── Provided passage ──

Time Series Analytics for IBM Virtual Private Cloud (VPC) Flows Using Grafana

9 min read

Time series analytics using IBM SQL Query and visualization on the Grafana dashboard for data on IBM Cloud Object Storage is now available.

IBM Cloud VPC is a public cloud offering that lets you establish your own private cloud-like computing environment on shared public cloud infrastructure. VPC gives an enterprise the ability to define and control a virtual network that is logically isolated from all other public cloud tenants, creating a private, secure place on the cloud.

VPC’s security features give you granular control over which IP addresses or application ports can be used for connections to resources like virtual machines or Kubernetes worker nodes. You can think of this as being analogous to the friends-only or public/private controls on social media accounts that are used to restrict who can or cannot see your otherwise public posts.

Metadata about the flow of network packets within a VPC can be captured to IBM Cloud Object Storage (COS) for further analytics. This is pretty useful for connectivity troubleshooting, traffic analysis and intrusion detection.

Due to the serverless nature of object storage in IBM Cloud, it is well suited for exponential data growth and cloud-native workloads, such as network flow analysis.

───

**Task set:**
(a) In the article on VPC flow analytics, rewrite the passage from "Metadata about the" to "and intrusion detection.", swapping "network packets" for "data packets".
(b) Name every activity that the article on VPC flow analytics says captured flow metadata is useful for.
The rows that come next have no connection to the article on VPC flow analytics.

── Dataset extract ──

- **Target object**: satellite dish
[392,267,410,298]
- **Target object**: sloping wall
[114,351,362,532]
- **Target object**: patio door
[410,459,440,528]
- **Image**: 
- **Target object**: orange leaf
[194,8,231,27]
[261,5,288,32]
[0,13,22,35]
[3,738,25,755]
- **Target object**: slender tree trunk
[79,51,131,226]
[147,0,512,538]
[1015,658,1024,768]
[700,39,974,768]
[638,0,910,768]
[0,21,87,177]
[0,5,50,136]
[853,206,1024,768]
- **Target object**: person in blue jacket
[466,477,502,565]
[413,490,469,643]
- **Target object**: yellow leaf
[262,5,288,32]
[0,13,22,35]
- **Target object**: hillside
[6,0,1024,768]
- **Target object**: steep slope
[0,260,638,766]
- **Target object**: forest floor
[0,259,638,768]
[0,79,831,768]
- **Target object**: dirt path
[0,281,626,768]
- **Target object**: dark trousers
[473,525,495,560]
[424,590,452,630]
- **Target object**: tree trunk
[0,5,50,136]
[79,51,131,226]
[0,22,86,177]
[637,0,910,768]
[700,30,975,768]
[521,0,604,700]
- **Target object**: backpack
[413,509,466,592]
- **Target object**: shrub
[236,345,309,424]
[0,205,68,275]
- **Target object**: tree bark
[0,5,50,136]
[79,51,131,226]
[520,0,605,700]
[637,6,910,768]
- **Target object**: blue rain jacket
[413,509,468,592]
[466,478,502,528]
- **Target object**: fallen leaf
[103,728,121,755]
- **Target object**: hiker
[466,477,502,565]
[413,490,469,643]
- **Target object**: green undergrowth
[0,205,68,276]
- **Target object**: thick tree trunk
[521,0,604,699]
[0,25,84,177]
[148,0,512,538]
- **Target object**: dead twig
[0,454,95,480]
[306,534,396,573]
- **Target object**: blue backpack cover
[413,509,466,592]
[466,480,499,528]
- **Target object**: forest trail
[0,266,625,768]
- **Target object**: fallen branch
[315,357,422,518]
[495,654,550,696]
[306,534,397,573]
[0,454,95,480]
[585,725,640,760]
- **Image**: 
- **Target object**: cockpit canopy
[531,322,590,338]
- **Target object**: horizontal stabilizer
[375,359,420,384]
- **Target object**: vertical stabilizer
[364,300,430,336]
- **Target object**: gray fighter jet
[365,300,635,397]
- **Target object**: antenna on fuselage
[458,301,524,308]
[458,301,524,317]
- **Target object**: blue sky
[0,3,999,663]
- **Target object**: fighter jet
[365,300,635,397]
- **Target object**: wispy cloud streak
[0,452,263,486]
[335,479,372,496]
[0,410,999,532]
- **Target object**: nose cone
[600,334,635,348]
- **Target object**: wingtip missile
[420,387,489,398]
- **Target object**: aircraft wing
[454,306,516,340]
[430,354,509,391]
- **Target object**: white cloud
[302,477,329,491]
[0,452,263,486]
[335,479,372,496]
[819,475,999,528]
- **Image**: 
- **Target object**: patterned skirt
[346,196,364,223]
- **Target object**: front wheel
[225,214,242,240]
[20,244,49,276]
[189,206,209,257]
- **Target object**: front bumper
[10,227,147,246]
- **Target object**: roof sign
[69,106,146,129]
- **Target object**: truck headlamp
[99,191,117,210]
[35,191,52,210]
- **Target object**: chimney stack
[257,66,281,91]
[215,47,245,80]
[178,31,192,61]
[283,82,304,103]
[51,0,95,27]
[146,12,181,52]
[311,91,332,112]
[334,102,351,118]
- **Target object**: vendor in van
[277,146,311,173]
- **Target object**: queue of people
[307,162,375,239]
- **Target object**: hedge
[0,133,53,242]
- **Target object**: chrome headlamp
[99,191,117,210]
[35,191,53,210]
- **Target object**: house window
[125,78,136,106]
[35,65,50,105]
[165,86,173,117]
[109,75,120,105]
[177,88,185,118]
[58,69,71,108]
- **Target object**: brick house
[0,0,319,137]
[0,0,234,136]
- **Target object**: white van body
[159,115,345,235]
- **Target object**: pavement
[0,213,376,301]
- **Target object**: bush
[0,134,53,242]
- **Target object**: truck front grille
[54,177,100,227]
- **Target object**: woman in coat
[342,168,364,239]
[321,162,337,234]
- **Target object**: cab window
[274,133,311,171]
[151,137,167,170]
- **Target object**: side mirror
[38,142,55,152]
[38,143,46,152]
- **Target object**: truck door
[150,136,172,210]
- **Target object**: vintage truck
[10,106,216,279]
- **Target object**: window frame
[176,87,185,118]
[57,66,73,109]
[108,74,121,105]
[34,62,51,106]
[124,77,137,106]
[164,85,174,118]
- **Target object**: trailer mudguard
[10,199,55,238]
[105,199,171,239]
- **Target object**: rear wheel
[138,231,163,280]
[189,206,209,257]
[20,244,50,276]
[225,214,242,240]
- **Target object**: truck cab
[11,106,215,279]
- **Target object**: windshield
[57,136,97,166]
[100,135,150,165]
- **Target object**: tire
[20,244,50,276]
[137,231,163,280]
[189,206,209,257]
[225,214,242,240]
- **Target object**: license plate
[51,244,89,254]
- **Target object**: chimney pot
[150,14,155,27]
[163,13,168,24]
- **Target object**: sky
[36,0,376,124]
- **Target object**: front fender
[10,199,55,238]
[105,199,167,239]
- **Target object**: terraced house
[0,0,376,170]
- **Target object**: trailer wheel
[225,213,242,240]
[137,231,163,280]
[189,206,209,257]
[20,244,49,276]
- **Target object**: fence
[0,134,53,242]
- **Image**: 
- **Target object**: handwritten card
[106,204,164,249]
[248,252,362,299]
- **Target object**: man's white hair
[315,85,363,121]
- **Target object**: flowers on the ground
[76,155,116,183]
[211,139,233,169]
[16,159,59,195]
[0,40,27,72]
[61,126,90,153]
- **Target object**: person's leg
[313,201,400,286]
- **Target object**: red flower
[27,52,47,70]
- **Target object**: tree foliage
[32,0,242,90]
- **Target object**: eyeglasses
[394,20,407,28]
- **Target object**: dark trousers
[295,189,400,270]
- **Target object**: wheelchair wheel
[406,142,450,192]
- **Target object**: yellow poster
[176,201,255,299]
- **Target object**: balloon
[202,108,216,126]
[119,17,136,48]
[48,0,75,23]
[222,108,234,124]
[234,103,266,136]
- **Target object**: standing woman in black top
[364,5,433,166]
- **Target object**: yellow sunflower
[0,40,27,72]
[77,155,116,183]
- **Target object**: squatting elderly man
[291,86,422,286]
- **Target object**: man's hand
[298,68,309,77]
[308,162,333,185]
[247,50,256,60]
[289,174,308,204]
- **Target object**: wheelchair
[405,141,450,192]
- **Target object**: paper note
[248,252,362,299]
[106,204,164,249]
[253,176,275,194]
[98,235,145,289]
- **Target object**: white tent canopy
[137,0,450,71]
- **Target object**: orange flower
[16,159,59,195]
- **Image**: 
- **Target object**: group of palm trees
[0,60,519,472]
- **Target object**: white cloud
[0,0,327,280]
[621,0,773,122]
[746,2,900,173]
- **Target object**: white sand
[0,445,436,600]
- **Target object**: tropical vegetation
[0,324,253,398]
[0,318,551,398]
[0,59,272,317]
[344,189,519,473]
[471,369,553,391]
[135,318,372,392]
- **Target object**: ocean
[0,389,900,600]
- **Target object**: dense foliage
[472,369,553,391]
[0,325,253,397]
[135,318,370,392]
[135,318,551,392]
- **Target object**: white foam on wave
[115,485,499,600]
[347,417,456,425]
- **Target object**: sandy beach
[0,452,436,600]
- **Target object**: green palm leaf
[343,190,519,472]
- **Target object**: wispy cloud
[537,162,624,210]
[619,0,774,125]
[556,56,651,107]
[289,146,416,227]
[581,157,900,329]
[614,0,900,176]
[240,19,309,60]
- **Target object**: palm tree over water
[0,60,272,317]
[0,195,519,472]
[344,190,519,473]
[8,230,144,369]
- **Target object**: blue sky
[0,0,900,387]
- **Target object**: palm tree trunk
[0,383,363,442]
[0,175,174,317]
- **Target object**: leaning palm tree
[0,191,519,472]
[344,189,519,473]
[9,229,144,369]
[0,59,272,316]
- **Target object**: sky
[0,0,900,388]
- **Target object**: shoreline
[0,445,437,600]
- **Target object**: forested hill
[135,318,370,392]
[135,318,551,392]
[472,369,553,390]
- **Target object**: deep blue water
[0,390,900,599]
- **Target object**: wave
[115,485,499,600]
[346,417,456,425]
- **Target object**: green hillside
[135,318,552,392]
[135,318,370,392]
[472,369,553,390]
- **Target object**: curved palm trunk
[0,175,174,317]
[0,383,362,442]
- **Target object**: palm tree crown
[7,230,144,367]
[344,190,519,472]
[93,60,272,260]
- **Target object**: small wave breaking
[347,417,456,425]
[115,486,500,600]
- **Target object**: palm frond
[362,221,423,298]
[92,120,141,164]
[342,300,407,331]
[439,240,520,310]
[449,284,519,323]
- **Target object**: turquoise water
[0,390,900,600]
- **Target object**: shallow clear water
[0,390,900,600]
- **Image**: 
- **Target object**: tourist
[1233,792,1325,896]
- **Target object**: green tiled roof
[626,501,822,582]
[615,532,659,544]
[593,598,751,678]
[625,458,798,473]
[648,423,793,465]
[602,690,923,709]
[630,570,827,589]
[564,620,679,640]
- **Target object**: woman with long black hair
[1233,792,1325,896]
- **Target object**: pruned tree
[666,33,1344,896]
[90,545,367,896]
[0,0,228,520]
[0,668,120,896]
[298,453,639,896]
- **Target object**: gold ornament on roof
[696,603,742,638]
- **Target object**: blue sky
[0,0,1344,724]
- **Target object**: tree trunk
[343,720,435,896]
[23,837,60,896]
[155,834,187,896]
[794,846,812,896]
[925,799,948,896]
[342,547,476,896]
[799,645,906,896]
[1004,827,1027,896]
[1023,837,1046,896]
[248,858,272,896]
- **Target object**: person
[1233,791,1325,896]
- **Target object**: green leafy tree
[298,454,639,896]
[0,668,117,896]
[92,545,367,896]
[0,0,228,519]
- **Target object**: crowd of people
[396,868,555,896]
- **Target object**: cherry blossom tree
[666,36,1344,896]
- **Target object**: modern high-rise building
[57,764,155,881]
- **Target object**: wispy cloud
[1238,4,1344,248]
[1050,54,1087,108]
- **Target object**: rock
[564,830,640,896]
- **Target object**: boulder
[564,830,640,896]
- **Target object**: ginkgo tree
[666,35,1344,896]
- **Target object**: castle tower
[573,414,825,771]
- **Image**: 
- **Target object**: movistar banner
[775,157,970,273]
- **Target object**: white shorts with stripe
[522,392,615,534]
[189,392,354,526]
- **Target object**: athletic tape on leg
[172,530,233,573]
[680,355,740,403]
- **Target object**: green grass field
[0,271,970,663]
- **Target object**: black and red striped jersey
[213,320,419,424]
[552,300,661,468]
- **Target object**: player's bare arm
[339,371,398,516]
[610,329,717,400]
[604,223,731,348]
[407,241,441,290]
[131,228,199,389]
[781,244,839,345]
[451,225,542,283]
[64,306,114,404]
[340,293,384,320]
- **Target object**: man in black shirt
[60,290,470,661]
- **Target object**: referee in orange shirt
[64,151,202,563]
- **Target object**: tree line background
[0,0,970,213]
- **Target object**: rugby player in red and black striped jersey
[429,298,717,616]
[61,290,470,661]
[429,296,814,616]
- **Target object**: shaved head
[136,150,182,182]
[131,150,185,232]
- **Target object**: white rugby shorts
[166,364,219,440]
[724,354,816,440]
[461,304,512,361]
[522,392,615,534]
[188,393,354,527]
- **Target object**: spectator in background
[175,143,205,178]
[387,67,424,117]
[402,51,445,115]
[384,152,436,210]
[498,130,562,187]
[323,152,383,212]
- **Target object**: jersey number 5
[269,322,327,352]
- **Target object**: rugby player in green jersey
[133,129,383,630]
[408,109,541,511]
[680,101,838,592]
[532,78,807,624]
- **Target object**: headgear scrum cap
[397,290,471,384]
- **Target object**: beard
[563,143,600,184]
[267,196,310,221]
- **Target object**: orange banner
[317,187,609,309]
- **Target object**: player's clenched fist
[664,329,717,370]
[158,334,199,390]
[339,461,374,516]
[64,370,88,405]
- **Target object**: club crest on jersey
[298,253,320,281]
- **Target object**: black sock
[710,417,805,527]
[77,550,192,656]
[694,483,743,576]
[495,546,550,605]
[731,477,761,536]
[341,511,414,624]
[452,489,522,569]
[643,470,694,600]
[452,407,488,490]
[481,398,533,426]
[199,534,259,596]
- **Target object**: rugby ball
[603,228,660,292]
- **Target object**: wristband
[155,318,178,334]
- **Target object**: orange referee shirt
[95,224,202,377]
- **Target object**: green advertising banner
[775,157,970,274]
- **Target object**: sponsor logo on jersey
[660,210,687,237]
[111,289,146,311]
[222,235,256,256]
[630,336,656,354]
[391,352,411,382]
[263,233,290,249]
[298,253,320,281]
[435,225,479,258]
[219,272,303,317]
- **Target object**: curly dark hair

───

**Problem solutions:**
(a)
Metadata about the flow of data packets within a VPC can be captured to IBM Cloud Object Storage (COS) for further analytics. This is pretty useful for connectivity troubleshooting, traffic analysis and intrusion detection.

(b)
- Connectivity troubleshooting
- Traffic analysis
- Intrusion detection